[Task to complete]
Using the records below, transcribe word for word the stretch from the line that contains "424L785 404L766 392L738" through the line that contains "box: [1079, 193, 1232, 421]", both end lines included, and nothing else.

[Records contained in a dataset]
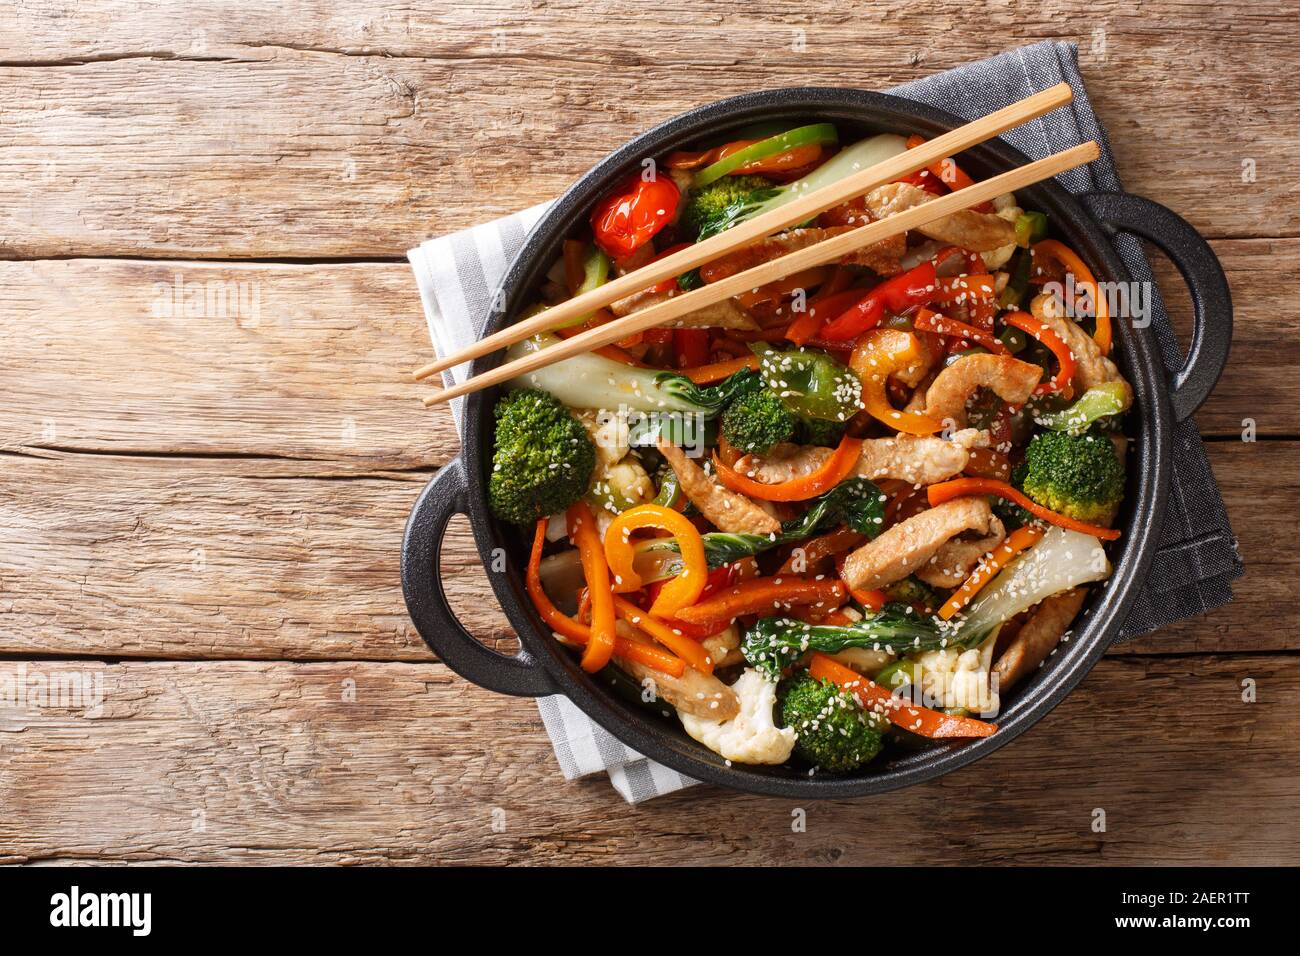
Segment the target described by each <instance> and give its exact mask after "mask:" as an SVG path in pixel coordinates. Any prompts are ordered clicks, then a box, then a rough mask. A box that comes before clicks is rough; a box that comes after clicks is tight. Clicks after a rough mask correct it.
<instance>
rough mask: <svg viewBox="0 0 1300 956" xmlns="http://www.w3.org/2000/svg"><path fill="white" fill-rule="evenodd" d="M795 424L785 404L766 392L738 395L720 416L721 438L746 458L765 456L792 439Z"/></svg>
mask: <svg viewBox="0 0 1300 956" xmlns="http://www.w3.org/2000/svg"><path fill="white" fill-rule="evenodd" d="M797 424H798V423H797V421H796V420H794V416H793V415H790V412H789V410H788V408H787V407H785V403H784V402H783V401H781V399H780V398H777V397H776V395H774V394H772V393H771V392H767V390H763V389H761V390H758V392H749V393H745V394H741V395H740V397H738V398H737V399H736V401H735V402H732V403H731V405H729V406H728V407H727V411H725V412H723V437H724V438H727V441H729V442H731V444H732V446H733V447H736V449H738V450H740V451H744V453H746V454H766V453H767V451H770V450H771V447H772V445H776V444H779V442H783V441H789V440H790V438H793V437H794V428H796V425H797Z"/></svg>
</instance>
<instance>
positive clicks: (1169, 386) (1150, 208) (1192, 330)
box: [1079, 193, 1232, 421]
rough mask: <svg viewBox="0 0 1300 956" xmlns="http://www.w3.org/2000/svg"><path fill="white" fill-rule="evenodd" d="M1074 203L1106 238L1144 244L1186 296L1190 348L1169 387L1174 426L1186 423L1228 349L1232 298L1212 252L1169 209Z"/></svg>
mask: <svg viewBox="0 0 1300 956" xmlns="http://www.w3.org/2000/svg"><path fill="white" fill-rule="evenodd" d="M1079 200H1080V202H1082V203H1083V204H1084V206H1086V207H1087V208H1088V212H1091V213H1092V215H1093V217H1096V219H1097V221H1099V222H1101V225H1102V228H1104V229H1105V230H1106V232H1108V233H1109V234H1112V235H1113V234H1114V233H1117V232H1121V233H1132V234H1134V235H1139V237H1141V238H1143V239H1149V241H1151V242H1153V243H1154V245H1156V246H1157V247H1160V250H1161V251H1162V252H1164V254H1165V255H1167V256H1169V258H1170V260H1171V261H1173V263H1174V265H1177V267H1178V271H1179V272H1180V273H1182V274H1183V281H1184V282H1187V289H1188V291H1191V294H1192V319H1193V324H1192V345H1191V347H1190V349H1188V350H1187V359H1186V360H1184V362H1183V367H1182V368H1179V369H1178V371H1177V372H1175V373H1174V377H1173V380H1171V381H1170V385H1169V402H1170V405H1171V406H1173V411H1174V421H1186V420H1187V419H1188V418H1191V416H1192V412H1195V411H1196V410H1197V408H1200V407H1201V405H1203V403H1204V402H1205V399H1206V398H1209V395H1210V392H1213V390H1214V385H1216V384H1217V382H1218V380H1219V376H1221V375H1222V373H1223V368H1225V365H1227V352H1229V349H1230V346H1231V345H1232V295H1231V293H1230V291H1229V287H1227V278H1225V276H1223V268H1222V267H1221V265H1219V260H1218V256H1216V255H1214V250H1212V248H1210V245H1209V243H1208V242H1205V238H1204V237H1203V235H1201V234H1200V233H1199V232H1196V229H1193V228H1192V225H1191V224H1190V222H1188V221H1187V220H1184V219H1183V217H1182V216H1179V215H1178V213H1175V212H1173V211H1171V209H1166V208H1165V207H1164V206H1161V204H1160V203H1153V202H1152V200H1151V199H1144V198H1143V196H1135V195H1131V194H1128V193H1087V194H1084V195H1080V196H1079Z"/></svg>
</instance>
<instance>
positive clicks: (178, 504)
mask: <svg viewBox="0 0 1300 956" xmlns="http://www.w3.org/2000/svg"><path fill="white" fill-rule="evenodd" d="M1210 459H1212V462H1213V466H1214V468H1216V472H1217V475H1218V477H1219V481H1221V484H1222V486H1223V490H1225V497H1226V498H1227V506H1229V510H1230V512H1231V515H1232V520H1234V525H1235V531H1236V533H1238V536H1239V537H1240V540H1242V549H1243V554H1244V557H1245V561H1247V564H1248V566H1251V567H1255V568H1260V570H1261V572H1258V574H1252V575H1249V576H1247V578H1245V579H1244V580H1242V581H1239V583H1238V584H1236V594H1238V598H1236V602H1235V604H1234V605H1231V606H1230V607H1223V609H1219V610H1217V611H1214V613H1213V615H1210V617H1209V618H1208V619H1206V620H1190V622H1183V623H1179V624H1175V626H1174V627H1171V628H1166V630H1164V631H1161V632H1160V633H1158V635H1154V636H1152V637H1148V639H1143V640H1141V641H1139V643H1136V644H1132V645H1127V646H1126V650H1130V649H1132V648H1138V649H1140V650H1143V652H1149V653H1171V652H1184V650H1197V652H1208V650H1214V652H1222V650H1236V652H1244V650H1279V649H1297V648H1300V637H1297V636H1296V632H1295V630H1294V628H1290V627H1282V626H1278V627H1260V622H1261V620H1269V619H1278V618H1277V609H1278V607H1287V606H1290V605H1291V601H1292V596H1291V581H1292V580H1295V578H1296V575H1297V574H1300V559H1297V558H1296V555H1295V554H1294V551H1292V550H1291V549H1288V548H1278V546H1277V542H1278V541H1281V540H1286V537H1287V536H1288V535H1290V531H1291V509H1290V507H1288V502H1294V501H1295V498H1296V494H1297V492H1300V446H1297V444H1296V442H1257V444H1242V442H1217V444H1213V445H1210ZM3 460H4V473H5V481H4V483H3V484H0V516H3V518H4V520H3V522H0V653H10V654H26V653H30V654H90V656H100V654H104V656H122V657H166V658H205V657H217V658H289V659H331V658H357V659H380V661H389V659H396V661H415V659H432V657H430V656H429V652H428V650H426V648H425V645H424V644H422V643H421V641H420V637H419V635H416V632H415V630H413V628H412V626H411V623H409V620H408V619H407V615H406V609H404V605H403V601H402V593H400V587H399V583H398V548H399V545H400V540H402V531H403V527H404V523H406V516H407V514H408V511H409V509H411V505H413V503H415V498H416V496H417V494H419V492H420V488H421V486H422V483H424V480H425V477H426V476H425V475H422V473H398V475H389V476H377V475H376V476H369V475H350V473H347V472H341V473H337V475H333V476H331V475H330V473H329V472H328V471H325V470H322V466H321V464H320V463H316V462H309V463H304V462H257V460H209V459H172V458H165V459H157V458H135V457H131V458H120V457H110V455H70V454H57V455H56V457H53V458H29V457H19V455H10V457H6V458H4V459H3ZM445 562H446V563H445V564H443V581H445V587H447V589H448V593H450V594H451V597H452V601H454V604H455V606H456V609H458V611H459V613H460V614H461V617H463V619H464V622H465V624H467V626H468V627H469V630H471V631H472V632H473V633H476V635H480V636H482V637H485V639H489V640H499V639H503V637H504V636H506V635H507V633H508V630H507V626H506V622H504V618H503V615H502V613H500V609H499V605H498V604H497V601H495V597H494V596H493V593H491V589H490V585H489V583H487V578H486V574H487V572H486V571H485V570H484V567H482V559H481V557H480V554H478V551H477V549H476V548H474V545H473V541H472V538H471V536H469V532H468V524H467V523H459V524H456V525H455V527H454V528H452V535H451V537H450V540H448V545H447V553H446V555H445Z"/></svg>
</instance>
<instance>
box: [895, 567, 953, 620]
mask: <svg viewBox="0 0 1300 956" xmlns="http://www.w3.org/2000/svg"><path fill="white" fill-rule="evenodd" d="M884 591H885V598H888V600H889V601H891V602H893V604H901V605H907V606H909V607H923V609H924V610H926V613H927V614H928V613H931V611H935V610H937V609H939V606H940V605H941V604H943V601H941V600H940V598H939V592H937V591H935V589H933V588H932V587H930V585H928V584H926V583H924V581H923V580H920V579H919V578H917V576H910V578H904V579H902V580H901V581H894V583H893V584H891V585H889V587H888V588H885V589H884Z"/></svg>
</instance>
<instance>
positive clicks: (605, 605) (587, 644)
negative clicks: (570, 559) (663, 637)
mask: <svg viewBox="0 0 1300 956" xmlns="http://www.w3.org/2000/svg"><path fill="white" fill-rule="evenodd" d="M565 520H567V524H568V533H569V538H572V541H573V544H575V545H577V553H578V558H580V559H581V561H582V576H584V578H585V579H586V588H588V593H590V596H591V640H589V641H588V644H586V649H585V650H584V652H582V670H585V671H586V672H588V674H594V672H595V671H598V670H601V669H602V667H603V666H604V665H607V663H608V662H610V658H611V657H612V656H614V643H615V640H614V639H615V637H616V633H615V630H614V591H612V589H611V588H610V566H608V564H607V563H606V562H604V548H602V545H601V533H599V532H598V531H597V529H595V516H594V515H593V514H591V509H589V507H588V506H586V503H585V502H581V501H580V502H577V503H576V505H572V506H571V507H569V510H568V511H567V512H565Z"/></svg>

[Exercise result]
rough mask: <svg viewBox="0 0 1300 956" xmlns="http://www.w3.org/2000/svg"><path fill="white" fill-rule="evenodd" d="M795 424L785 404L766 392L738 395L720 416L721 438L746 458L765 456L792 439Z"/></svg>
mask: <svg viewBox="0 0 1300 956" xmlns="http://www.w3.org/2000/svg"><path fill="white" fill-rule="evenodd" d="M797 424H798V423H797V421H796V420H794V416H793V415H790V412H789V410H788V408H787V407H785V403H784V402H783V401H781V399H780V398H777V397H776V395H774V394H772V393H771V392H767V390H763V389H761V390H758V392H749V393H745V394H741V395H740V397H738V398H737V399H736V401H735V402H732V403H731V405H729V406H728V407H727V411H725V412H723V437H724V438H727V441H729V442H731V444H732V446H733V447H736V449H738V450H740V451H744V453H746V454H766V453H767V451H770V450H771V447H772V445H776V444H779V442H783V441H789V440H790V438H793V437H794V428H796V425H797Z"/></svg>
</instance>
<instance>
positive clicks: (1169, 386) (1150, 208) (1192, 330)
box: [1079, 193, 1232, 421]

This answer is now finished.